GIVEN DATA ▸

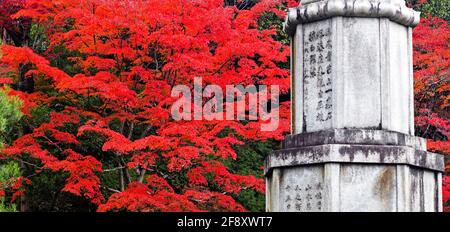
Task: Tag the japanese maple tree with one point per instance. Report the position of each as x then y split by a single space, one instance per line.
110 109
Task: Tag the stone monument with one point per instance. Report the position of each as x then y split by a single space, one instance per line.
352 146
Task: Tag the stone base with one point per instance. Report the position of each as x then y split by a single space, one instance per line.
353 170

GOAL ▸ Quote all of the lines above word for word, leaving out the picture.

TASK RESULT ▸
Task: Tag the japanese maple tree with one point per instance. Report the position of each as x then y split by a single space, one instance per line.
110 109
Task: Tag the stone monument with one point per instance. Report the position of each as x then y split by a single space, one instance per line.
352 146
Task: Tag the stone base with one point per instance. Report the position of each as x then y split by a single space, one instance per line.
353 170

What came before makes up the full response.